━━━ SUPPLIED DATA
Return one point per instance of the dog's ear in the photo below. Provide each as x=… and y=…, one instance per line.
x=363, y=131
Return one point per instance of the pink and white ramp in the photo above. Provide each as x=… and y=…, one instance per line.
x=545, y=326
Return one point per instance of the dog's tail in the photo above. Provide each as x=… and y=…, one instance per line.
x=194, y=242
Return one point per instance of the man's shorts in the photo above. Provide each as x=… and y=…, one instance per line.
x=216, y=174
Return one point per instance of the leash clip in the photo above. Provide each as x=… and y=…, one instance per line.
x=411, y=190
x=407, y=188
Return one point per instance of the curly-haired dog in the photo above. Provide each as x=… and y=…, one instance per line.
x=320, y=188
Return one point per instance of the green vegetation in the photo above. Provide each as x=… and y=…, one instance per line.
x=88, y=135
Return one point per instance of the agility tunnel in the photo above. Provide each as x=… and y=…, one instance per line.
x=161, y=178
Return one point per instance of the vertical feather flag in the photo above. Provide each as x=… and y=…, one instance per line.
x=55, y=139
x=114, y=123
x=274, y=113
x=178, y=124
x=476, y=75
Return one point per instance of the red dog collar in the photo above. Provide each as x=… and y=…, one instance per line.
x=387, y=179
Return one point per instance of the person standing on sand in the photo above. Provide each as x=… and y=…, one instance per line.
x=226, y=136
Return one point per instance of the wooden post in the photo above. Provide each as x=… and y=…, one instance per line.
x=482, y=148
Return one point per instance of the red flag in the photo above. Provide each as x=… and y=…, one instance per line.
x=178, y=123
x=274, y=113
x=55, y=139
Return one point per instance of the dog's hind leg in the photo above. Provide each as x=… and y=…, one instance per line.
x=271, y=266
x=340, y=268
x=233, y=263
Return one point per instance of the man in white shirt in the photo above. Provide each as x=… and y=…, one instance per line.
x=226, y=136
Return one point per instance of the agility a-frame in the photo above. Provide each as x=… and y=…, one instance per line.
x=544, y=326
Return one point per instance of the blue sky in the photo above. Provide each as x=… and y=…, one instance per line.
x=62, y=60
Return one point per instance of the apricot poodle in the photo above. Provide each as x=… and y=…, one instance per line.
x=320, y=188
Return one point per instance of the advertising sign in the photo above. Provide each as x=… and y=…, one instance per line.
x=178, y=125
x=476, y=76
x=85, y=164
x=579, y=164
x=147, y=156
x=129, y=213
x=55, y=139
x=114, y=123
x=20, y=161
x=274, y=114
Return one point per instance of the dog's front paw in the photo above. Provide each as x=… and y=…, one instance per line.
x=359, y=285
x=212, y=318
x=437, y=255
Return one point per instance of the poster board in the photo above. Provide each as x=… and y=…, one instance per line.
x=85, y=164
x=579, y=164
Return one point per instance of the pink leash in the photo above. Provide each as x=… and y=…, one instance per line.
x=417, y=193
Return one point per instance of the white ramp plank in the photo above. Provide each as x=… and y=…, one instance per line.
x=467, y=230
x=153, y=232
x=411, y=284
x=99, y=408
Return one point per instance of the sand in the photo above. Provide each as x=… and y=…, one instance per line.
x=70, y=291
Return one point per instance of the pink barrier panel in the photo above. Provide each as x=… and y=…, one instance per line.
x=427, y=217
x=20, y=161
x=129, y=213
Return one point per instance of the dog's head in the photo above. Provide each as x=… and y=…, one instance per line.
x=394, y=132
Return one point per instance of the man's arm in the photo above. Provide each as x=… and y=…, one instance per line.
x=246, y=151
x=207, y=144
━━━━━━
Once you have read the records above, please copy them out exactly.

WRITTEN ANSWER:
Return one point per instance of the dog's ear in the photo below. Provide each as x=… and y=…, one instance per line.
x=363, y=131
Return one point per instance of the pink and white ramp in the photo above. Provide each as x=… and y=…, one instance per line.
x=545, y=326
Return one point per instance of the dog's tail in the photo above. Provide each as x=… and y=…, one instance per line.
x=194, y=242
Return one point per instance of the man's shorts in the photo above. Provide each as x=… and y=…, one instance per line.
x=216, y=174
Return one point per instance of the leash clip in the photo above. Provide each as x=… and y=…, one instance per line.
x=411, y=190
x=407, y=188
Return one point per instance of the curly-haired dog in the photo above. Provide each as x=… and y=…, one instance per line.
x=320, y=188
Return one point per instance of the green vegetation in the photo above. Provide each as x=… and y=…, one instance per line.
x=88, y=135
Return one point per instance of the agility tunnel in the photo above. Provide each as x=… and y=…, one instance per line.
x=161, y=178
Return one point per instance of the vertical feather flag in the photo above. Provide each as x=… and y=…, one instance per line.
x=55, y=139
x=114, y=123
x=274, y=113
x=178, y=124
x=476, y=75
Return one point per instance of the red dog collar in the photo above. Provide each as x=… and y=…, one instance per line.
x=387, y=179
Return one point per instance of the person standing on sand in the photo above. Provide each as x=… and y=…, one instance per line.
x=226, y=136
Return one point per instance of the wooden post in the photo above. Provide each as x=… and y=…, one instance per line.
x=482, y=148
Return one point per instance of the red flag in the photo above. Provide each as x=… and y=…, one instance per line.
x=178, y=123
x=274, y=113
x=55, y=139
Return one point per instance of the dog's hind leg in the photo above. Provide each as x=… and y=…, one instance per line.
x=271, y=266
x=340, y=268
x=233, y=263
Return one point per instance of the man in white shirt in the photo above. Provide each as x=… and y=…, one instance per line.
x=226, y=136
Return one point per instance of the agility a-frame in the photo above. Provide each as x=… and y=…, one instance per line.
x=544, y=326
Return one point per instance of the blue sky in the photo above. Provide each as x=… and y=…, one instance per line.
x=62, y=60
Return one point per instance of the apricot poodle in the photo above. Provide each as x=… and y=…, one instance per line.
x=320, y=188
Return one point per instance of the advertising sign in the photo above. Provide each as x=… and y=…, one instance per line.
x=178, y=125
x=476, y=76
x=85, y=164
x=579, y=164
x=147, y=156
x=129, y=213
x=55, y=139
x=114, y=123
x=20, y=161
x=274, y=114
Return one point per instance of the dog's front paw in the photo above. Provide each as x=… and y=…, one instance per line.
x=359, y=285
x=212, y=318
x=437, y=255
Return one point per instance of the poster board in the photo above. Provide each as x=… and y=…, one instance per line.
x=85, y=164
x=579, y=164
Return one point per instance of the pink leash in the photo above. Provide each as x=… and y=…, one instance per line.
x=417, y=193
Return one point per instance of the white ramp plank in the photo above. Provide each as x=… and y=…, one instance per line.
x=467, y=230
x=153, y=232
x=411, y=284
x=99, y=408
Return one point per instance of the sand in the photo above. Provide each as x=… and y=…, one instance per line.
x=70, y=291
Return one point per instance of the pink barrier panel in the photo above. Provide each as x=… and y=…, one instance per line.
x=427, y=217
x=20, y=161
x=129, y=213
Return one point per instance of the dog's head in the photo above. Provide each as x=… and y=…, one instance per line.
x=394, y=132
Return one point per instance of the man's arm in the photo above. Provide each as x=… and y=…, one instance per line.
x=246, y=151
x=207, y=144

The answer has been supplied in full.